>>>>>

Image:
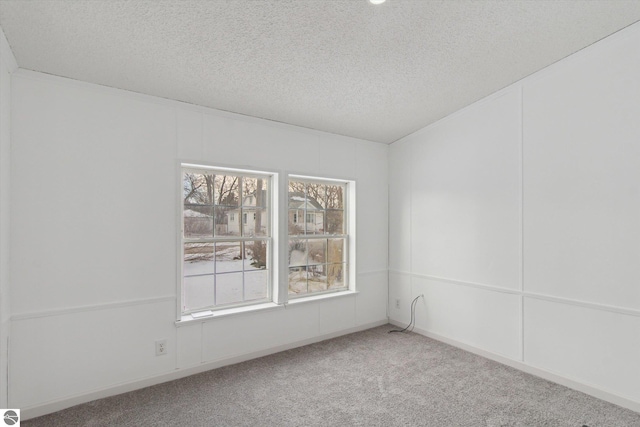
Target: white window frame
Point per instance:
(349, 235)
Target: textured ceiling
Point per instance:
(341, 66)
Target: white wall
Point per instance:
(7, 66)
(518, 218)
(94, 257)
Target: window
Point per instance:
(225, 262)
(317, 259)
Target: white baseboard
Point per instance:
(69, 401)
(591, 390)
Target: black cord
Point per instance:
(413, 316)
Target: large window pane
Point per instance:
(198, 221)
(297, 252)
(229, 289)
(228, 257)
(198, 259)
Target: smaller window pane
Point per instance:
(317, 278)
(197, 188)
(198, 292)
(297, 195)
(256, 222)
(229, 289)
(335, 276)
(228, 257)
(198, 259)
(254, 192)
(256, 285)
(335, 196)
(335, 222)
(317, 251)
(336, 251)
(297, 280)
(226, 190)
(198, 221)
(296, 226)
(227, 221)
(317, 196)
(255, 255)
(297, 252)
(314, 222)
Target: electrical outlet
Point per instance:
(161, 347)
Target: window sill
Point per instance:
(321, 297)
(188, 319)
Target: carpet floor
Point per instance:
(370, 378)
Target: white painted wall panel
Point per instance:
(465, 195)
(484, 319)
(93, 198)
(372, 206)
(189, 345)
(7, 66)
(400, 288)
(336, 314)
(400, 207)
(578, 192)
(582, 176)
(189, 130)
(235, 336)
(371, 300)
(73, 353)
(595, 347)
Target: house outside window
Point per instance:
(225, 263)
(318, 258)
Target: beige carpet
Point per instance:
(370, 378)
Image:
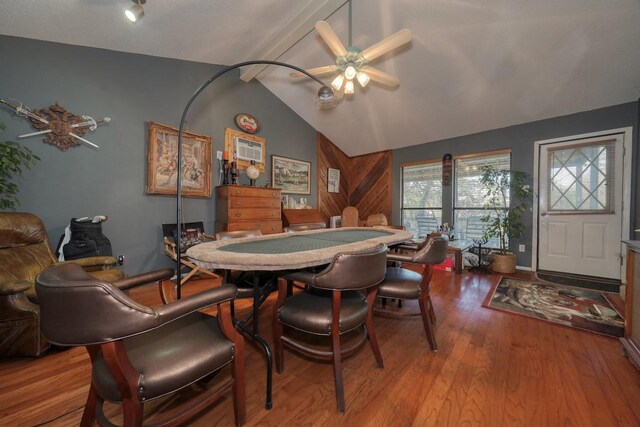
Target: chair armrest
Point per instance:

<<<<<

▸ **Required action**: The lines to be quoted run from the line containing "Target: house outside window" through the end of the entries above, both included; quote them exactly and leave out any pictures.

▸ **Solution for this exercise**:
Target: house outside window
Point per instance:
(225, 263)
(318, 258)
Target: beige carpet
Point per instance:
(370, 378)
Image:
Target: chair armrest
Point per instance:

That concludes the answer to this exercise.